■ Given passage ■
* * * * *

3 Reasons Why Not Investing at All Is Riskier Than Trying to Invest (2024)

Imagine walking into a room and finding your significant other kissing a virtual stranger. Worse, they're on the floor. You're immediately sure that your SO is cheating, and you're furious. In a matter of moments, you make a series of life-changing decisions. It's not until an ambulance arrives that you learn the truth. Your significant other was performing CPR on someone who'd collapsed and stopped breathing.

And that's the problem with only knowing part of the story.

As humans, we're hardwired to make decisions on the fly. After all, our ancestors didn't have all day to decide whether to run as a pride of lions moved in their direction. To survive, we've learned to make quick and conclusive decisions. That very human habit can be good, saving us from unhealthy impulses. But it can also be bad because once we've made a snap decision, it can be hard to go back and rethink the situation.

A greater risk

Investing is all about ups and downs. When things are going well, you're far less likely to hear anyone complain. When the market is on its way down, whining becomes the common language of investors worldwide.

If all that whining and uncertainty has convinced you that investing is dangerous, we're here to offer a different perspective. We're here to tell you that not investing may be your most dangerous financial move. Here are three reasons why.

1. Retirement is going to be expensive

If you're saying "no, duh" at this point, stick with us. When we say expensive, we mean that you will run into expenses you may not have planned for. According to a study by RBC Wealth Management, the projected lifetime healthcare costs for a 65-year-old couple who retired in 2021 is a staggering $662,156.

Of course, that won't all come out of your pocket at once, and a portion of that $662,156 will go toward insurance premiums, but it's still a chunk of change.

Chances are, you won't build up a large enough savings account or earn enough investing in certificates of deposit (CDs) to cover the expense. Historically, the kind of growth you will need comes from a diversified investment portfolio.

2. You're missing out on the good stuff

This morning, I decided to look at my Solo 401(k). I'm unsure if I groaned out loud when I saw the balance or if it was in my head. Almost immediately, though, these stats from Hartford Funds came to mind:

  • Between 1928 and 2021, investors experienced a bear market 22% of the time. A bear market is when investments lose 20% or more in value. On average, stocks have lost 36%. Sounds awful, right? However, the next stat makes up for the losses and then some.
  • Between 1928 and 2021, investors experienced a bull market 78% of the time. A bull market is when investments gain 20% or more in value. More impressive is that stocks have gained an average of 114% during bull markets.

If you're not investing, that means you're missing out on the market when it's up and down. If you're sitting it out, your money has no chance of making the gains we've seen since the 1920s, and you're not taking advantage of all the bargains you can find while the market is depressed.

* * * * *

■ Material ■
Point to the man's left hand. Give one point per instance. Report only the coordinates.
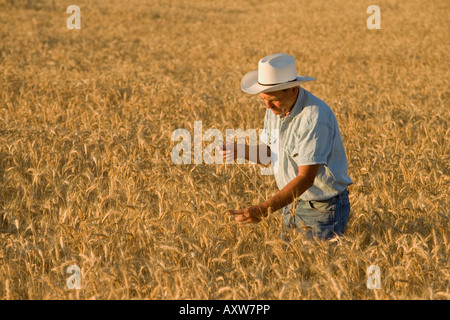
(253, 214)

* * * * *

■ Aim ■
In the investing article, what does the RBC Wealth Management study project as lifetime healthcare costs for a 65-year-old couple who retired in 2021? This data comes from a different source than the article.

■ Task solution ■
$662,156